══ Task input
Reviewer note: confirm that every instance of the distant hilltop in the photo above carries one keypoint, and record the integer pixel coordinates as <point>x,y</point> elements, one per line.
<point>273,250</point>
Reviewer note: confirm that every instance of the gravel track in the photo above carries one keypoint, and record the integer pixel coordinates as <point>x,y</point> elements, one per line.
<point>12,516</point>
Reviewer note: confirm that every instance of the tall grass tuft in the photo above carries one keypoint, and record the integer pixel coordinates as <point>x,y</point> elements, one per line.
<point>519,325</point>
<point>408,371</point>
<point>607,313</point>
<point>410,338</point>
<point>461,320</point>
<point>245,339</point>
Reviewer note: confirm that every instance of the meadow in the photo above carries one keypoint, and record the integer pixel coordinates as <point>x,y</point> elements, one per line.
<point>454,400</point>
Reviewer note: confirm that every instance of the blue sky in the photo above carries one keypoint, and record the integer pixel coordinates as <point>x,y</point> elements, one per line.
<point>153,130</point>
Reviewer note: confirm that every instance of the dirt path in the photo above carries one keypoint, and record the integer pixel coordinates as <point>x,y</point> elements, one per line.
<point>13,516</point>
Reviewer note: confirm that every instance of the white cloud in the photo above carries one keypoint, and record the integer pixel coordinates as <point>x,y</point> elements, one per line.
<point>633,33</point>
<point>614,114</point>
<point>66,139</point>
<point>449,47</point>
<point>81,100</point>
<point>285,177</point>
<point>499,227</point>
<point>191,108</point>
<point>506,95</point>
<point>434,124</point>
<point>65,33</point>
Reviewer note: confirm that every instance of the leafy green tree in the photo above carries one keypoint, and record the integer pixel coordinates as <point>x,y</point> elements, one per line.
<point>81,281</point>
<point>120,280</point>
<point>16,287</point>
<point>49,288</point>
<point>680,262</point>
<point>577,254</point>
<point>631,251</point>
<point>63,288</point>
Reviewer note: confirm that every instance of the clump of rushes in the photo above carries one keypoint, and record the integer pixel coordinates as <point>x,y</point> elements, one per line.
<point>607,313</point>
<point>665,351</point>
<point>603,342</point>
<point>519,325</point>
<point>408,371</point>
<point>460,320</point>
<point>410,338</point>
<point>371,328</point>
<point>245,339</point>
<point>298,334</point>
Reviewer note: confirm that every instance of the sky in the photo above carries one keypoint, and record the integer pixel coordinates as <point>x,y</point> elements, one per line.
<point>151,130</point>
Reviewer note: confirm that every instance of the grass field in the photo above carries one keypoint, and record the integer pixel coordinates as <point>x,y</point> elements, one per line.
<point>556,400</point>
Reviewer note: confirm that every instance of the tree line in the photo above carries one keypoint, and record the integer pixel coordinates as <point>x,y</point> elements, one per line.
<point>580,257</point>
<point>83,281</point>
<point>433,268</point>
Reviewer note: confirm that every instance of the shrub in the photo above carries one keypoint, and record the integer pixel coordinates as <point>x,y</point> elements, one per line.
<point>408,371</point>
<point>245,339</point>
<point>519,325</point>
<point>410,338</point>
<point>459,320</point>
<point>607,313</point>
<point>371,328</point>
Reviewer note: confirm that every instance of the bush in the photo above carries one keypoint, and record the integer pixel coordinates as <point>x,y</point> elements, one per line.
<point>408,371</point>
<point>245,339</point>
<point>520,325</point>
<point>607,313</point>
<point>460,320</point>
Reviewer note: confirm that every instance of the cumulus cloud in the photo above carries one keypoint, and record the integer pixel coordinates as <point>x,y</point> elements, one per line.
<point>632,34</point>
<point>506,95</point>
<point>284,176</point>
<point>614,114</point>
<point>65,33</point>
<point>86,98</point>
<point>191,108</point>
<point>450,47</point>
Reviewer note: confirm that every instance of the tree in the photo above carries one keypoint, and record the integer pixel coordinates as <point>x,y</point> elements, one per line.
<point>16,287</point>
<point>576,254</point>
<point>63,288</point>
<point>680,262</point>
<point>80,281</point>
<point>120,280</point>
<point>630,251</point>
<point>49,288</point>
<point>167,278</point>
════
> [What the task asks]:
Copy every record exactly, with nothing added or dropped.

> [Output of the task]:
Reviewer note: confirm that every instance of the distant hilltop in the photo above carries one keypoint, and record the integer pixel coordinates as <point>x,y</point> elements, one per line.
<point>273,250</point>
Reviewer note: confirm that every instance of the gravel track in the photo above carries one keypoint, and record the integer pixel coordinates as <point>x,y</point> elements, one per line.
<point>12,516</point>
Reviewer note: confirm that every instance of the tall grass tuft in the photo above carries one keypoint, and record the integer pixel coordinates as <point>x,y</point> elements, one per line.
<point>519,325</point>
<point>408,371</point>
<point>607,313</point>
<point>410,338</point>
<point>461,320</point>
<point>245,339</point>
Reviewer note: confirm that every instance of the meadow in the photo above carries one keypoint, and record the integer pixel coordinates as <point>x,y</point> elements, one per line.
<point>454,400</point>
Reviewer note: confirm that every instance of the blue sky in the photo above carries one keypoint, and record the integer pixel coordinates as <point>x,y</point> elements, one per line.
<point>153,130</point>
Reviewer note: confirm that every instance of the dirt path in the photo above carries one keypoint, and record the integer pixel coordinates as <point>x,y</point> elements, one per line.
<point>13,516</point>
Reviewer note: confirm that every instance of the white cloud in the photo above carries one keypoint, and record the integer pixel coordinates as <point>x,y</point> elements, one per line.
<point>633,33</point>
<point>614,114</point>
<point>66,139</point>
<point>449,47</point>
<point>81,100</point>
<point>285,177</point>
<point>499,227</point>
<point>191,108</point>
<point>506,95</point>
<point>434,124</point>
<point>65,33</point>
Reviewer note: confirm that every instance of the leafy green tree in the photo above carries one keypoint, and record the integer pixel coordinates as <point>x,y</point> elements, one per line.
<point>81,281</point>
<point>120,280</point>
<point>16,287</point>
<point>49,288</point>
<point>680,262</point>
<point>577,254</point>
<point>631,251</point>
<point>63,288</point>
Reviewer note: confirm that every instance of the clump of rushes in the photo above carries one keypoint, and record the integer pixel coordinates as <point>x,y</point> elements, one per line.
<point>607,313</point>
<point>665,351</point>
<point>603,342</point>
<point>519,325</point>
<point>408,371</point>
<point>460,320</point>
<point>410,338</point>
<point>371,328</point>
<point>245,339</point>
<point>298,334</point>
Reviewer note: confirm that every instance of the sky in the photo above carries one keypoint, and record the integer pixel coordinates as <point>x,y</point> elements, one per line.
<point>151,130</point>
Reviewer note: confirm that every instance of the grass field in the photo above carries one keypoint, and record the integer pixel coordinates as <point>x,y</point> elements, one per line.
<point>556,400</point>
Reviewer note: confirm that every instance of the tree line in the photo above carries one keypoint, and record the integer pixel coordinates as <point>x,y</point> elements, one per line.
<point>580,257</point>
<point>83,281</point>
<point>433,268</point>
Reviewer note: confirm that every instance of the shrub in the photo above carries one keypoint, and record the integer pixel coordinates as <point>x,y</point> elements, one per line.
<point>408,371</point>
<point>245,339</point>
<point>519,325</point>
<point>410,338</point>
<point>459,320</point>
<point>607,313</point>
<point>371,328</point>
Reviewer note: confirm that every instance of the bush in the photo above carries one keypoint, and record the integer pixel coordinates as <point>x,y</point> elements, one per line.
<point>408,371</point>
<point>245,339</point>
<point>520,325</point>
<point>607,313</point>
<point>460,320</point>
Reviewer note: confirm that every instance of the cumulus cloud in the photo above carries one keypoint, and record the integer pixel coordinates as <point>x,y</point> elements, one per line.
<point>632,34</point>
<point>506,95</point>
<point>284,176</point>
<point>614,114</point>
<point>65,33</point>
<point>86,98</point>
<point>191,108</point>
<point>450,47</point>
Reviewer note: confirm that every instance of the tree in the photo above carries one keypoint, and record the integer pixel coordinates as <point>x,y</point> elements, one per line.
<point>16,287</point>
<point>576,254</point>
<point>63,288</point>
<point>680,262</point>
<point>80,281</point>
<point>120,280</point>
<point>630,251</point>
<point>49,288</point>
<point>167,278</point>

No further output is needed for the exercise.